Start of Entries shown

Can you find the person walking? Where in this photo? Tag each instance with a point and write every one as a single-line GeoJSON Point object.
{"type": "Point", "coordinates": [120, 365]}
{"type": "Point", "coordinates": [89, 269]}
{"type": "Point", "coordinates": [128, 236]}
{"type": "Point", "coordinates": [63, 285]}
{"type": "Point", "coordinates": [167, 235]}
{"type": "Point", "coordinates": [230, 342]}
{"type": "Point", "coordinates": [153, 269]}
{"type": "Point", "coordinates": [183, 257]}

End of Entries shown

== Short problem ==
Please reproduce every line of the material word for word.

== Result of this task ==
Can you find the person walking? Where in this photo? Tag each instance with a point and write every one as a single-line GeoJSON Point object.
{"type": "Point", "coordinates": [120, 365]}
{"type": "Point", "coordinates": [89, 269]}
{"type": "Point", "coordinates": [128, 236]}
{"type": "Point", "coordinates": [63, 285]}
{"type": "Point", "coordinates": [167, 235]}
{"type": "Point", "coordinates": [230, 342]}
{"type": "Point", "coordinates": [153, 269]}
{"type": "Point", "coordinates": [183, 257]}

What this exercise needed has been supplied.